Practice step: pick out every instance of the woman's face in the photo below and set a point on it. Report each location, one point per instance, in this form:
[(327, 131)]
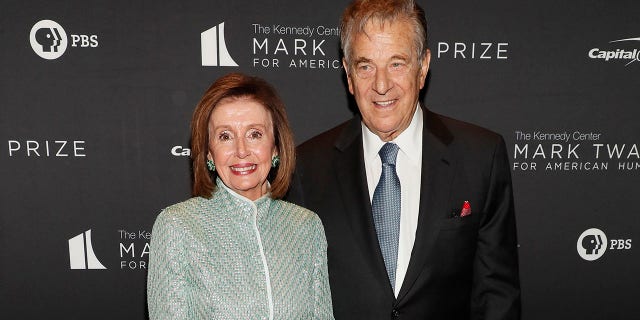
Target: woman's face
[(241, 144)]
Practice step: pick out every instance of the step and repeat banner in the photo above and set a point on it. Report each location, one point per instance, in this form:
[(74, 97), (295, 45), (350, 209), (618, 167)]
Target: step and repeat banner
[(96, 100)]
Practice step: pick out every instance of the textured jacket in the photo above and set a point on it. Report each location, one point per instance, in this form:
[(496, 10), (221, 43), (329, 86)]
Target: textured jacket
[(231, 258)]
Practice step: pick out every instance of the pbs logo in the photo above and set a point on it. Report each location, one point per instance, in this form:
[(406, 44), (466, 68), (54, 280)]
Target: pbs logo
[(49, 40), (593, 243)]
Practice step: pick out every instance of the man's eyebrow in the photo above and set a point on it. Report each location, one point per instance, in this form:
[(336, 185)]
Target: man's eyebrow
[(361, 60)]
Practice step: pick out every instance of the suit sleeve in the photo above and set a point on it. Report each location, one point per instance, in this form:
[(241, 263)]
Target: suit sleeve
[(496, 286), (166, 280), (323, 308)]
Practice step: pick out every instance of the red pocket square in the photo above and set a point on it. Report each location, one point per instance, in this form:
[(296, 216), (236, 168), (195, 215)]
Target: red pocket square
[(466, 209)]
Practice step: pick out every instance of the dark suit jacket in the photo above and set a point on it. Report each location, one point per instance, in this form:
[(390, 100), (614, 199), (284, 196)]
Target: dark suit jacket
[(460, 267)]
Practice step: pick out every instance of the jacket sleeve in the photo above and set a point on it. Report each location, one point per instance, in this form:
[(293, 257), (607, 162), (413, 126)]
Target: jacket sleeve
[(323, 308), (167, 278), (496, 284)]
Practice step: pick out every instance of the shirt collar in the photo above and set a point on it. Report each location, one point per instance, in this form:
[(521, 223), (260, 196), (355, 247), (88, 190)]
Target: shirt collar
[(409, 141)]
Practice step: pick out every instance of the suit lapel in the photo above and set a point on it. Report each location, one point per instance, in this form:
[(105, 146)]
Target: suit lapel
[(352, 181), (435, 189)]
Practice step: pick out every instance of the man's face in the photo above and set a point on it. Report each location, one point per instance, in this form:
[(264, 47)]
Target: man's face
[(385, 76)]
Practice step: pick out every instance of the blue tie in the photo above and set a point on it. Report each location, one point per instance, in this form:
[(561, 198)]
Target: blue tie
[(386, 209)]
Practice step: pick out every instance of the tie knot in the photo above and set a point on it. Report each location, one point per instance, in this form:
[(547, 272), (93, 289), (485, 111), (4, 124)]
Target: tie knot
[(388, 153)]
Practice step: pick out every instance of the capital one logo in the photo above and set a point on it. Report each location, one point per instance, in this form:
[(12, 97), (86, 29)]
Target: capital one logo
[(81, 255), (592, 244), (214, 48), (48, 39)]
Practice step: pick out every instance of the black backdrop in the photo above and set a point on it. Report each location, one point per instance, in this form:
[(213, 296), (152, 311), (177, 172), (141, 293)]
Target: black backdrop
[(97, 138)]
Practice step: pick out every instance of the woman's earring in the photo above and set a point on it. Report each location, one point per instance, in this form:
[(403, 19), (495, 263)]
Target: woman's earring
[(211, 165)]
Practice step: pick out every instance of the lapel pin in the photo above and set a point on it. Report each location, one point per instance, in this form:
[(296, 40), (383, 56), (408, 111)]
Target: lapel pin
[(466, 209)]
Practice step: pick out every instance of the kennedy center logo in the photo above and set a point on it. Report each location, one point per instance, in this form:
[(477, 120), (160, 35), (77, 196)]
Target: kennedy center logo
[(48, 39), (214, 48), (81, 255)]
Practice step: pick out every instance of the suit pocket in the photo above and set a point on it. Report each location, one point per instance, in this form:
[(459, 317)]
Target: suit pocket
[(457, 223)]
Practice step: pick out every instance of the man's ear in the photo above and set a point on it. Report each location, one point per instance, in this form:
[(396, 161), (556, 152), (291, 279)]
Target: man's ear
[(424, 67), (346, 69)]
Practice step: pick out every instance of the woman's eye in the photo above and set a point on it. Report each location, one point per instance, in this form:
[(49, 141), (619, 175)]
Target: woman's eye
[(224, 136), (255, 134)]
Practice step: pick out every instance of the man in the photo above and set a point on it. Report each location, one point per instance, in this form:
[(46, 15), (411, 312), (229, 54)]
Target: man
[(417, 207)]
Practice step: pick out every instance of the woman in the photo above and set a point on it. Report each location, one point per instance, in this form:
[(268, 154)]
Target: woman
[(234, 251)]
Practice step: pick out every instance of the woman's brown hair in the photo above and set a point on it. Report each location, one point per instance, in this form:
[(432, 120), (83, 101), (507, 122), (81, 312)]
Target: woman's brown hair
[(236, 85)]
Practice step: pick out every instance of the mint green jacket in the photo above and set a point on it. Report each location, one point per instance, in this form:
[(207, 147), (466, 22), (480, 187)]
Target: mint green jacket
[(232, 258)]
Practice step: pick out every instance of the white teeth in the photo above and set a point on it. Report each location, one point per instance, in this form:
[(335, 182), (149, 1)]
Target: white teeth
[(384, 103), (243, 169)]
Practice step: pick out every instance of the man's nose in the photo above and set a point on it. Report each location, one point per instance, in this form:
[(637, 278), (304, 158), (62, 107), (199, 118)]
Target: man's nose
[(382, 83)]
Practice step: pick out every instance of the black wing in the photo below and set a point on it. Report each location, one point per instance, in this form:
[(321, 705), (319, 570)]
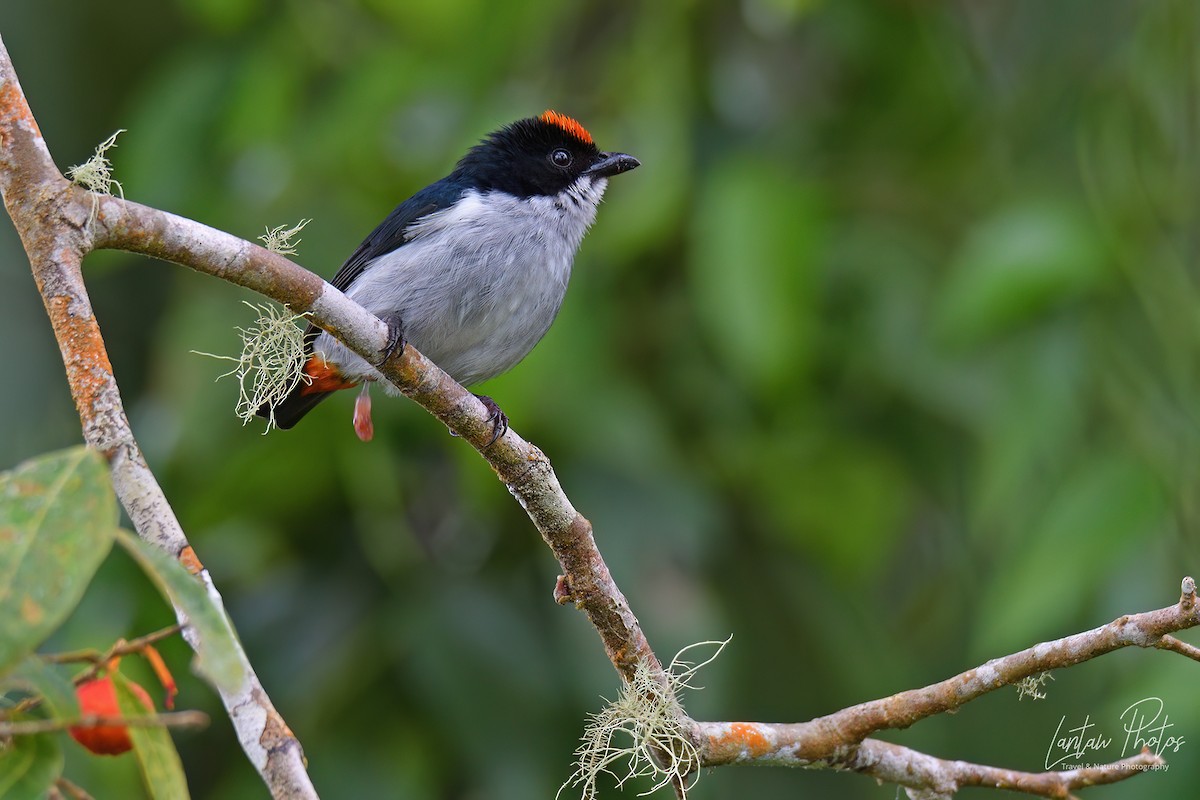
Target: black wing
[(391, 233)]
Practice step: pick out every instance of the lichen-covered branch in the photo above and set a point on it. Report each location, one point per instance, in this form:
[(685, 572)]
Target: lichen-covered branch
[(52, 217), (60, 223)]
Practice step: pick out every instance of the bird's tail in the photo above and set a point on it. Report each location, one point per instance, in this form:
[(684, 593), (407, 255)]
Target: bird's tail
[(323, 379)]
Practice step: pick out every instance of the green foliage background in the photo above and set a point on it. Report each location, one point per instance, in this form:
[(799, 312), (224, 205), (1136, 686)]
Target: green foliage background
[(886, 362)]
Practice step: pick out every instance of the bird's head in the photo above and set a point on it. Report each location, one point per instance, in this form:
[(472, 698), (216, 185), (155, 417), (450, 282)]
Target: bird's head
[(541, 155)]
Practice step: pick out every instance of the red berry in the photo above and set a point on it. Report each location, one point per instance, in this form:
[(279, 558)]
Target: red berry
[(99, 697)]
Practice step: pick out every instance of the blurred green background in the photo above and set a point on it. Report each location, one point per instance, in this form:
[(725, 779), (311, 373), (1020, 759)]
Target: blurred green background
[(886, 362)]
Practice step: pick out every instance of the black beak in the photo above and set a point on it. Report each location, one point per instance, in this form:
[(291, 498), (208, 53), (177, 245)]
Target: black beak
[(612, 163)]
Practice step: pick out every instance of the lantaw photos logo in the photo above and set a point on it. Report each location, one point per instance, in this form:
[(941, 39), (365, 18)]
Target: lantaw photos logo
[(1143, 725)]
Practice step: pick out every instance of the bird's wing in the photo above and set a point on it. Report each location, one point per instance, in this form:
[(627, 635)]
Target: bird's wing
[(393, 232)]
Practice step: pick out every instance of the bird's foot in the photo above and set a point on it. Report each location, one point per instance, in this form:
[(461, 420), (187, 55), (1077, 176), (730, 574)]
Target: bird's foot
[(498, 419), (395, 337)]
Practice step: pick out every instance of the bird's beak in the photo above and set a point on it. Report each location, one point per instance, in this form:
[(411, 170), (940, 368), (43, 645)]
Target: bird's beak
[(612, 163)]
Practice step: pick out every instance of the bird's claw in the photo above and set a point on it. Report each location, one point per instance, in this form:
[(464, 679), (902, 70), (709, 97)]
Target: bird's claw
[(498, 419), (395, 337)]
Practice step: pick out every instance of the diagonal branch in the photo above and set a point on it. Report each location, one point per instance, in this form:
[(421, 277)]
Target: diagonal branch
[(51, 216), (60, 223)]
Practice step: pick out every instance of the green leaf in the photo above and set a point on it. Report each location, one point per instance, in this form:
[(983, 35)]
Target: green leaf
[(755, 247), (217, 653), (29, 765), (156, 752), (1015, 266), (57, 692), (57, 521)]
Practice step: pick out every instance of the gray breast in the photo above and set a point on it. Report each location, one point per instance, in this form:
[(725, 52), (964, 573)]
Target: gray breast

====

**What you are asked to do**
Copy word for word the stretch of data from the line that contains "Practice step: pick out every instance of the mint" through the line that contains "[(384, 103), (243, 169)]", including both of those lines.

**Worked solution**
Practice step: pick out every instance of the mint green jacket in the photo above and set a point on it. Report each location, one point per instance, in this form:
[(207, 147), (466, 22), (480, 187)]
Target: mint green jacket
[(232, 258)]
Practice step: pick out every instance of the white teeth in the photo above and set a point on it. Report each location, one point per instance, in this form:
[(335, 182), (149, 1)]
Target: white teeth
[(384, 103), (243, 169)]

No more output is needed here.